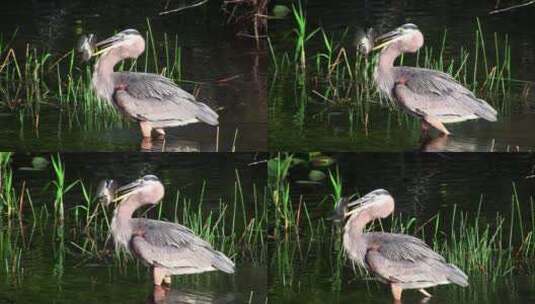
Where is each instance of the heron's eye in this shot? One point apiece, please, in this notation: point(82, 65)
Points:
point(150, 178)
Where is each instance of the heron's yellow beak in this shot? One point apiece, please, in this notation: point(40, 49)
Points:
point(106, 44)
point(127, 190)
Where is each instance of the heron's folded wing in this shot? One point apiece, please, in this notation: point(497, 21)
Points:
point(404, 271)
point(402, 247)
point(156, 98)
point(171, 256)
point(173, 245)
point(437, 94)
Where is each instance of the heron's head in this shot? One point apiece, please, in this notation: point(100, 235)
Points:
point(147, 190)
point(407, 38)
point(378, 204)
point(126, 44)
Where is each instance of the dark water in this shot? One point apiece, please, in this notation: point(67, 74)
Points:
point(210, 52)
point(46, 278)
point(305, 268)
point(330, 129)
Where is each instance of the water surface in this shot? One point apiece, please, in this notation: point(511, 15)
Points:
point(55, 271)
point(229, 73)
point(321, 127)
point(305, 267)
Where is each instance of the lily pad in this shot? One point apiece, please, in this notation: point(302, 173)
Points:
point(281, 11)
point(39, 163)
point(316, 175)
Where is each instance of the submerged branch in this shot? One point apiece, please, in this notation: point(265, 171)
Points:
point(497, 11)
point(183, 8)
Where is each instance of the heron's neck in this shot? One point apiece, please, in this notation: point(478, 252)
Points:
point(102, 75)
point(387, 57)
point(354, 239)
point(384, 73)
point(121, 226)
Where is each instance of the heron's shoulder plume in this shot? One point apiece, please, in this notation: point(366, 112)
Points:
point(131, 32)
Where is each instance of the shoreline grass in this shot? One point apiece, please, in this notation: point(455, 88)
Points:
point(490, 246)
point(80, 230)
point(35, 80)
point(313, 70)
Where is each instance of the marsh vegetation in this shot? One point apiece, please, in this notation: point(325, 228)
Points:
point(57, 226)
point(493, 244)
point(322, 88)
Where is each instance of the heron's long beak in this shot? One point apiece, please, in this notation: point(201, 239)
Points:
point(106, 44)
point(341, 208)
point(386, 39)
point(127, 190)
point(355, 206)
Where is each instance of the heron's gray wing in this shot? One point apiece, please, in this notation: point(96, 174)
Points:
point(403, 258)
point(175, 246)
point(403, 271)
point(156, 98)
point(401, 247)
point(436, 94)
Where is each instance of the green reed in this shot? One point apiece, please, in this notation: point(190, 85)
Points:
point(235, 226)
point(35, 79)
point(339, 76)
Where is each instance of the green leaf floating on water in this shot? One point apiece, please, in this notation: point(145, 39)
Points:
point(280, 11)
point(38, 163)
point(322, 161)
point(316, 175)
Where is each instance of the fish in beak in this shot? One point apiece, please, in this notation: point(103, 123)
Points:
point(106, 191)
point(346, 206)
point(341, 208)
point(109, 192)
point(89, 47)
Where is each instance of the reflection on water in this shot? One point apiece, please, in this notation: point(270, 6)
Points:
point(307, 267)
point(42, 261)
point(228, 72)
point(313, 128)
point(317, 277)
point(189, 296)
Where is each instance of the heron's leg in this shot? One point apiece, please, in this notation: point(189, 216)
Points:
point(424, 127)
point(146, 144)
point(436, 123)
point(159, 275)
point(146, 129)
point(167, 280)
point(160, 131)
point(424, 292)
point(158, 294)
point(396, 291)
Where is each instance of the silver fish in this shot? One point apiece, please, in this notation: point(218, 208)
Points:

- [Activity] Return the complete material exactly as given, excluding images.

- [Answer box]
Where is each instance of the heron's eye in this shot? One point apiece, please, in this notation: point(82, 65)
Points:
point(150, 178)
Where is each instance of the heron's yellow beak in this shot? One point apiece, please, in this notation: point(40, 49)
Points:
point(106, 44)
point(127, 190)
Where is each instance of the heron's folded wing in this shot? One point apiece, please, in this notation: point(497, 21)
Points:
point(404, 271)
point(402, 247)
point(156, 98)
point(171, 256)
point(173, 245)
point(437, 94)
Where is each instance of the heron's head in this shot? One point apiece, please, in this notation: point(100, 235)
Points:
point(147, 190)
point(407, 38)
point(378, 204)
point(126, 44)
Where is each instance of the dark water in this shot? One point apiece, please, in this notation: point(67, 74)
Points:
point(210, 52)
point(46, 278)
point(305, 268)
point(330, 129)
Where is each instance of the water surface in this shot? One point apiece, please, in this notation: point(511, 15)
Points:
point(55, 271)
point(229, 73)
point(321, 127)
point(305, 267)
Where is each instance of the lily pad in this shot? One point apiece, please, in this notation: point(302, 173)
Points:
point(281, 11)
point(39, 163)
point(316, 175)
Where is each instance of the submerged branch in this shot? One point apiece, please, in this notation: point(265, 171)
Points:
point(497, 11)
point(183, 8)
Where is each instance of the heron's neck in this shot? One point apiece, please, in this notation: point(478, 252)
Points:
point(102, 75)
point(387, 57)
point(354, 239)
point(384, 73)
point(121, 226)
Where is each instance of the heron's shoulder plume in this shot? One point apiece, please, in this notation: point(366, 112)
Points:
point(131, 32)
Where is each instance of the shoreline grass in this shot? One point apiece, please, in this notation: point(455, 88)
Points:
point(490, 246)
point(80, 230)
point(35, 80)
point(313, 70)
Where is each instance of the marsh vegetation in this shot? One point apiece, please, in this notation: point(325, 228)
Points:
point(57, 226)
point(493, 244)
point(322, 88)
Where is each instance of the heron's long beak in this shot? One point apiece, please, in this notation: point(201, 239)
Points:
point(106, 44)
point(341, 208)
point(386, 39)
point(127, 190)
point(355, 206)
Where is each instance of the heron's gray wing in this shot? One point apiece, please, in this notation: point(96, 174)
Points:
point(403, 258)
point(175, 246)
point(403, 271)
point(156, 98)
point(401, 247)
point(436, 94)
Where is each instance of the green reed in this shot? One point apiece, please, in this notation: point(190, 85)
Points:
point(235, 226)
point(35, 79)
point(339, 76)
Where is each instance of the green leaf floating on water in this shot? One point apiece, please, in this notation: point(145, 39)
Points:
point(280, 11)
point(38, 163)
point(322, 161)
point(316, 175)
Where is each instance of the fish in beak in this shot? One point apiece, please, in this notation: point(103, 123)
Points:
point(106, 191)
point(346, 206)
point(341, 208)
point(109, 192)
point(89, 47)
Where is each instance of the reflection on water in this shot? One point apiece, please, in this notation: point(270, 6)
Points:
point(307, 267)
point(42, 261)
point(228, 72)
point(313, 128)
point(317, 277)
point(189, 296)
Where is each instance of the heron's leg in this shot? One point apiece, please, in this notation: point(189, 216)
Points:
point(424, 127)
point(146, 144)
point(436, 123)
point(159, 275)
point(146, 129)
point(167, 280)
point(160, 131)
point(424, 292)
point(158, 294)
point(396, 291)
Where is each instance of the silver fish in this shot? One point apiece, please, in this notation: point(218, 208)
Points:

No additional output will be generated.